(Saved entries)
───

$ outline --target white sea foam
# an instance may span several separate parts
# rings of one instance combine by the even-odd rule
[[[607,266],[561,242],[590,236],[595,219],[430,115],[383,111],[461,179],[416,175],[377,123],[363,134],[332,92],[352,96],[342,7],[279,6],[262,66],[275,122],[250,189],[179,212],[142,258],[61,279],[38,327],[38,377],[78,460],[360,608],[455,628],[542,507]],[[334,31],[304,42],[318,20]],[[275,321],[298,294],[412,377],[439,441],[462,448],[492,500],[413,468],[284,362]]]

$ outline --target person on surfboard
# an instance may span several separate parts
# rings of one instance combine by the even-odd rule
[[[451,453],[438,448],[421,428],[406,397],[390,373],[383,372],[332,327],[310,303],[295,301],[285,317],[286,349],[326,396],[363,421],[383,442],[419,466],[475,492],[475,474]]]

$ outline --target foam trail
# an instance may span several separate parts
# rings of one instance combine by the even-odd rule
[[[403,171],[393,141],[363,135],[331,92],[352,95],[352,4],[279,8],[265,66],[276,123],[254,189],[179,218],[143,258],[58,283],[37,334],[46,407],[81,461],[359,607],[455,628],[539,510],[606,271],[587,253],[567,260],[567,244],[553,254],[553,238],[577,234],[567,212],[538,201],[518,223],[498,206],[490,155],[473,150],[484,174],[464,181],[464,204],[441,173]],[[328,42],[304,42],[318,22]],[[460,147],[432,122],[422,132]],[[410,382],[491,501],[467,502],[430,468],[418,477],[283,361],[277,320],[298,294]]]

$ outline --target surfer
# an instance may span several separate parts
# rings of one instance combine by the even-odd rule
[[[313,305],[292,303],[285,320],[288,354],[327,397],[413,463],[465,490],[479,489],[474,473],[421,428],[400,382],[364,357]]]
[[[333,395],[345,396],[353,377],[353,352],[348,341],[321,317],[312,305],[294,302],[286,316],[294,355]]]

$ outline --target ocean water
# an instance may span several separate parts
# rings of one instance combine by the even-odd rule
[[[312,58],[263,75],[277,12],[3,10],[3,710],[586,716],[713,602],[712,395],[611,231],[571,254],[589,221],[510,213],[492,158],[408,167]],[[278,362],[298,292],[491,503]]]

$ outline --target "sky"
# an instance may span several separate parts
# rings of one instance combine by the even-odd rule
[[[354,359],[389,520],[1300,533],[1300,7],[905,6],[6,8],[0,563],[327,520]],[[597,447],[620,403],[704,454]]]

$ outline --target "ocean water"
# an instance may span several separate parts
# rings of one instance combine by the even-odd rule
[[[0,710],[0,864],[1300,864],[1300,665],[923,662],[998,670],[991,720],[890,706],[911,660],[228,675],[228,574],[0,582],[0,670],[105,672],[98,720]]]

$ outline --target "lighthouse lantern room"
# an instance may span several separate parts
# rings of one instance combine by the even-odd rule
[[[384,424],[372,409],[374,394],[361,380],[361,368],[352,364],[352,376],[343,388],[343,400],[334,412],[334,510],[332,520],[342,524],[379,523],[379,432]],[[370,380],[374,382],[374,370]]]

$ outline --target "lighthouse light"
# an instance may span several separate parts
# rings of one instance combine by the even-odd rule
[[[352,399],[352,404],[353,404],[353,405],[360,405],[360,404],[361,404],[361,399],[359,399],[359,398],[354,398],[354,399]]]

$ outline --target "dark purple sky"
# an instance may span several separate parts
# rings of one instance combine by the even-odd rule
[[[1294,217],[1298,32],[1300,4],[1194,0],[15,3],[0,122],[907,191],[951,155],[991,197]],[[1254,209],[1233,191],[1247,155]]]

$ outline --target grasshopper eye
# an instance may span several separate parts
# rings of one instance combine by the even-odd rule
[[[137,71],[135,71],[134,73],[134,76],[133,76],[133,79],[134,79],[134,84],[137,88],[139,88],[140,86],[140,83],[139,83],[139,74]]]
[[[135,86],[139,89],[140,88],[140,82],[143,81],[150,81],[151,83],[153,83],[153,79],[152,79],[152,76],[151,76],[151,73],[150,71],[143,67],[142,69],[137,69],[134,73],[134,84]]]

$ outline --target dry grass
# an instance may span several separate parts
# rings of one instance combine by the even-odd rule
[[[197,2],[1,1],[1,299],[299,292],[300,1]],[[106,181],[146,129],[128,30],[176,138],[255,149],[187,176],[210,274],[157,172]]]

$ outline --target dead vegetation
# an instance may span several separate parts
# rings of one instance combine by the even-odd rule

───

Each entry above is to be printed again exactly.

$ outline --target white sea foam
# an instance may span several separate parts
# rings of one instance combine by the even-odd rule
[[[607,266],[561,242],[590,236],[595,219],[430,115],[383,111],[461,179],[416,175],[377,123],[363,134],[332,92],[352,96],[342,7],[279,6],[262,66],[275,122],[250,189],[179,212],[142,258],[61,279],[38,327],[38,377],[78,460],[360,608],[455,628],[542,507]],[[334,31],[304,42],[318,20]],[[275,321],[298,294],[412,377],[439,441],[462,448],[492,500],[413,468],[284,362]]]

$ outline --target person on surfboard
# an instance may span several separate parts
# rings of one instance combine by the even-odd rule
[[[451,453],[438,448],[421,428],[406,397],[390,373],[383,372],[332,327],[310,303],[295,301],[285,317],[286,349],[326,396],[363,421],[383,442],[419,466],[475,492],[475,474]]]

$ outline --target foam trail
# an instance may span several separate parts
# rings of one instance combine by the even-odd rule
[[[403,171],[393,141],[363,135],[331,92],[352,95],[352,4],[279,8],[265,66],[276,123],[254,189],[179,218],[143,258],[58,283],[37,334],[46,407],[81,461],[359,607],[455,628],[539,510],[606,271],[587,253],[567,260],[567,244],[553,254],[553,238],[577,234],[567,212],[538,201],[518,223],[498,206],[490,155],[473,150],[484,174],[464,181],[464,204],[441,173]],[[328,42],[304,42],[318,22]],[[460,147],[432,122],[422,132]],[[410,382],[491,501],[467,502],[430,468],[418,477],[283,361],[277,320],[298,294]]]

$ outline --target surfer
# an instance may span several separate parts
# rings of one instance combine by the even-odd rule
[[[313,305],[292,303],[285,320],[288,354],[327,397],[413,463],[465,490],[479,489],[474,473],[421,428],[400,382],[364,357]]]
[[[333,395],[345,396],[353,377],[353,352],[348,341],[321,317],[312,305],[294,302],[286,316],[294,355]]]

$ outline --target ocean water
# an instance may span several separate parts
# rings of one instance combine by the even-odd rule
[[[312,58],[263,75],[277,12],[3,10],[3,710],[586,716],[713,602],[712,395],[611,231],[571,254],[589,221],[510,213],[492,158],[408,167]],[[278,362],[298,292],[491,503]]]

$ outline --target "sky"
# an instance may span several separate parts
# rings of one instance combine by the even-odd rule
[[[354,359],[389,520],[1300,533],[1300,7],[905,6],[6,8],[0,563],[327,520]],[[597,447],[620,403],[704,454]]]

$ outline --target "ocean water"
# an instance may span several separate parts
# rings of one instance combine by the even-odd rule
[[[0,710],[0,864],[1300,864],[1300,665],[923,662],[998,670],[991,720],[890,706],[911,660],[228,675],[228,574],[0,582],[0,670],[105,672],[98,720]]]

$ outline --target "lighthouse lantern room"
# an instance may span several separate parts
# rings of one instance combine by the even-odd rule
[[[384,424],[372,409],[374,394],[361,380],[361,368],[352,364],[352,376],[343,388],[343,400],[334,412],[334,510],[332,520],[342,524],[379,523],[379,432]],[[370,380],[374,382],[374,370]]]

$ outline --target "lighthouse light"
# an instance may span several separate parts
# rings of one instance combine by the even-odd rule
[[[352,399],[352,404],[353,404],[353,405],[360,405],[360,404],[361,404],[361,399],[359,399],[359,398],[354,398],[354,399]]]

$ outline --target "dark purple sky"
# an instance may span several separate parts
# rings of one instance combine by the even-odd rule
[[[1294,217],[1298,32],[1300,4],[1194,0],[15,3],[0,122],[907,191],[951,155],[991,197]],[[1254,209],[1233,191],[1247,155]]]

$ outline --target grasshopper eye
# an instance may span several separate parts
# rings of one instance combine by the even-odd rule
[[[137,71],[135,71],[134,73],[134,76],[133,76],[133,79],[134,79],[134,84],[137,88],[139,88],[140,86],[140,83],[139,83],[139,74]]]
[[[135,86],[139,89],[140,88],[140,82],[143,81],[150,81],[151,83],[153,83],[153,79],[152,79],[152,76],[151,76],[151,73],[150,71],[143,67],[142,69],[137,69],[134,73],[134,84]]]

$ outline --target dry grass
# an instance may span several separate parts
# rings of one instance combine by the even-odd rule
[[[197,2],[1,1],[1,299],[299,292],[300,1]],[[106,181],[146,129],[128,30],[176,138],[255,149],[187,176],[210,274],[157,172]]]

$ outline --target dead vegetation
# an instance may span several separate parts
# rings of one instance combine by the even-odd rule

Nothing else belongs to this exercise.